▶ [Task goal]
Task for the records below: count the lines that contain the word "with" and give only that number.

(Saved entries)
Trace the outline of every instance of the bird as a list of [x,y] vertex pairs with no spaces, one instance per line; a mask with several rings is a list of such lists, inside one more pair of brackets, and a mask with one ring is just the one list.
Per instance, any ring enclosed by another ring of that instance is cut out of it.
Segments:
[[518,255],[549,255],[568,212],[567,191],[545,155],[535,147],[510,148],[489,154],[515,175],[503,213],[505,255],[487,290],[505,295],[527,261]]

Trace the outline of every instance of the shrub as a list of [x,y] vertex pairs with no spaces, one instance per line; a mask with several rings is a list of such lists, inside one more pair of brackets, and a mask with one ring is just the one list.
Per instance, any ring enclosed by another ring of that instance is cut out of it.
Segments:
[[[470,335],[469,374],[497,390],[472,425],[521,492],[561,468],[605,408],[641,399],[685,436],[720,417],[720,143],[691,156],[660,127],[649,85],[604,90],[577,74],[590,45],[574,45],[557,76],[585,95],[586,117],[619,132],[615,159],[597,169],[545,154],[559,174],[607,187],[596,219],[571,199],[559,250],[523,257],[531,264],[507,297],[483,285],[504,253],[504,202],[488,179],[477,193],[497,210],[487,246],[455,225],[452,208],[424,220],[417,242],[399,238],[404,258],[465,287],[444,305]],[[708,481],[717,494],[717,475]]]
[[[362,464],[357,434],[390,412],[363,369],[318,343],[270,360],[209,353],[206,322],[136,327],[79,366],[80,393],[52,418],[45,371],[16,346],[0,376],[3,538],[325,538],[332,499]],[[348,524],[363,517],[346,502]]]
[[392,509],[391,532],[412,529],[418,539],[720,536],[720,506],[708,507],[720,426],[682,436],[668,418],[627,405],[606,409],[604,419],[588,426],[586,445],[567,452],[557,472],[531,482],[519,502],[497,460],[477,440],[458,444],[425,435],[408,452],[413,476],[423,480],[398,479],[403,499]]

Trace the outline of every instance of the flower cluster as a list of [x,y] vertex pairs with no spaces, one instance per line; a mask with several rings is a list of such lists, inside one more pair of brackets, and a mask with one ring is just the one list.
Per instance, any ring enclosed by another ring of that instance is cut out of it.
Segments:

▶ [Problem solution]
3